- _TEXT SEGMENT_:
• • • • •

According to another aspect of the embodiments of the present invention, an apparatus of testing a semiconductor element is provided. The apparatus comprises a substrate and a conductive macromolecular elastic structure. The conductive macromolecular elastic structure is disposed on the substrate and defines a receiving space for receiving a conductive bump of the semiconductor element in order to test the semiconductor element.

According to another aspect of the embodiments of the present invention, a method of manufacturing a semiconductor-element testing apparatus is provided. The method comprises the following steps. Firstly, a substrate is pervaded. Afterward a conductive macromolecular elastic layer is formed on the substrate, wherein the conductive macromolecular elastic layer has a receiving space for receiving a conductive bump of the semiconductor element in order to test the semiconductor element.

According to another aspect of the embodiment of the present invention, an apparatus of testing a semiconductor element is provided. The apparatus comprises a substrate and a conductive macromolecular elastic structure. The conductive macromolecular elastic structure is disposed on the substrate. The conductive macromolecular elastic structure comprises a receiving unit with two side contact positions. The receiving unit can be stretched out by an external force and a shrink back as the external force is removed.

According to another aspect of the embodiment of the present invention, a method of testing a semiconductor element is provided. The method comprises the following steps. Firstly, a semiconductor element with at least a conductive bump is provided. Afterward, a substrate with a conductive macromolecular elastic structure is provided, the conductive macromolecular elastic structure having a receiving space and being electrically coupled to a test equipment. And the conductive bump of the semiconductor element is inserted into the receiving space such that the conductive bump and the conductive macromolecular elastic structure form a connection relationship for signal transmission. Then, a power is supplied to the semiconductor element such that the semiconductor element can transmit a signal to the test equipment via the conductive macromolecular elastic structure. Afterward, the signal is read by the test equipment and whether the semiconductor element has a normal operation according to a predetermined specification is determined.

The invention will become apparent from the following detailed description of the preferred but non-limiting embodiments. The following description is made with reference to the accompanying drawings.

BRIEF DESCRIPTION OF THE DRAWINGS

FIG. 1 is a schematic diagram of a semiconductor-element test device and a semiconductor element according to a first embodiment of the invention.

FIG. 2 is a schematic diagram of electrical coupling between the semiconductor-element test device and semiconductor element of FIG. 1.

• • • • •

- _EXERCISES TO COMPLETE_:
**a.** In the passage on semiconductor testing, what is the receiving space of the conductive macromolecular elastic structure meant to receive?
**b.** List, in order, the steps of the method of testing a semiconductor element that the passage on semiconductor testing describes.

[Recorded data]

• • • • •

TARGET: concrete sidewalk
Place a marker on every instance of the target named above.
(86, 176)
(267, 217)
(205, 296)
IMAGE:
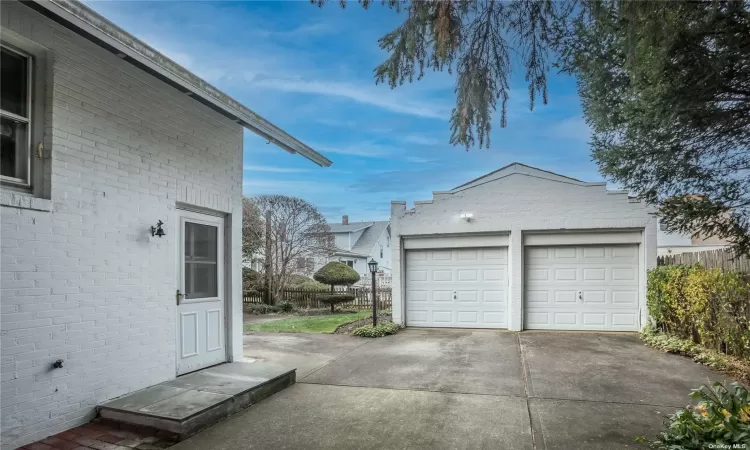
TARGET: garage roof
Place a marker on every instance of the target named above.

• • • • •

- _ANSWERS FOR THE TASKS_:
**a.** A conductive bump of the semiconductor element.

**b.**
1. A semiconductor element with at least a conductive bump is provided.
2. A substrate with a conductive macromolecular elastic structure is provided. The structure has a receiving space and is electrically coupled to a test equipment.
3. The conductive bump is inserted into the receiving space so that the bump and the structure form a connection relationship for signal transmission.
4. Power is supplied to the semiconductor element so that it can transmit a signal to the test equipment via the conductive macromolecular elastic structure.
5. The test equipment reads the signal and determines whether the semiconductor element operates normally according to a predetermined specification.